Over time, the pain dulled. The tears slowly turned to smiles and happy memories replaced the last moments that played on repeat in my head. I came to know Christ, grow my faith, and surrounded myself with Christ-centered people. I accepted that I had a sky full of angels watching over me. The wounds that once felt so raw and open had gradually healed with the balm of Christ. I knew where my grandfathers were, and now, I know with confidence where my grandmother is.

My Grandma Nan was such a unique woman. We always knew that she was there. She was like the anchor of our family, our security. She never held a grudge and she loved with everything she had, and I believe that with every bone in my body. I never questioned if she loved me or if she was proud of me. I never thought about that, I didn't have to. She always made that known. My grandma had been through so much in her life that somewhere along the line, I naively assumed she was indestructible. I think all of my family had thought that. She was a strong woman that overcame many obstacles and fought through incredible challenges. Yet, through it all, she never crumbled and her faith never wavered.
My grandma held her faith very close to her heart -- closer than any of us knew. She read her Bible, said her prayers, and believed that Jesus was her Savior. She was quiet about her faith, but she understood and loved Scripture. For that alone, I know she is dancing in the sky with Him. One of my last conversations with her happened to be on Easter Sunday, the last time I saw her, and we talked about the miracle of the Resurrection. I noticed that her eyes lit up that day as we celebrated the triumphant rising of Jesus. I look back now and wonder, maybe... just maybe, she had an inkling that she would be meeting Him just a couple of weeks later.
I consider myself extremely blessed for the memories that I have with her. I know that I am immeasurably blessed with special memories with all of my incredible grandparents. Not many people are privileged to know, love and have a bond with all four of their grandparents, but all glory to Him above for giving me that opportunity. In the last day or so, I've found myself in between laughter, gratitude, and tears remembering our times together. Two of my favorite memories were our after school lunch dates. When my grandma picked me up from school as a child, it was right around lunch time and we would always grab a special treat at McDonald's or Burger King. We both loved their french fries! :) She also had a huge pear tree in her yard, and every time I would go over her house, we would go and pick the juiciest, freshest pears and eat them until we were stuffed silly. Oh, how I wish I could go back in time to relieve those moments, or I wish I had just one more day to say everything that is still in my heart.

_Data shown_:
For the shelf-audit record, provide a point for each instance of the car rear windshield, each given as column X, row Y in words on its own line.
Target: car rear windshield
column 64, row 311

_Written tasks_:
A: Answer these from the passage about Grandma Nan:
(i) What did the writer and Grandma Nan discuss on Easter Sunday?
(ii) Where did they get a treat after school?
(iii) What kind of tree grew in her yard?
B: Please reproduce the part of the passage about Grandma Nan that opens with the words containing "My grandma held" and closes with "of weeks later.".
C: According to the passage about Grandma Nan, why had the writer come to think of her as indestructible? Answer in one to three sentences.

_Answers_:
A:
(i) The miracle of the Resurrection.
(ii) At McDonald's or Burger King.
(iii) A pear tree.

B:
My grandma held her faith very close to her heart -- closer than any of us knew. She read her Bible, said her prayers, and believed that Jesus was her Savior. She was quiet about her faith, but she understood and loved Scripture. For that alone, I know she is dancing in the sky with Him. One of my last conversations with her happened to be on Easter Sunday, the last time I saw her, and we talked about the miracle of the Resurrection. I noticed that her eyes lit up that day as we celebrated the triumphant rising of Jesus. I look back now and wonder, maybe... just maybe, she had an inkling that she would be meeting Him just a couple of weeks later.

C: The writer came to think of her as indestructible because she had been through so much in her life. She had overcome many obstacles and fought through incredible challenges without crumbling.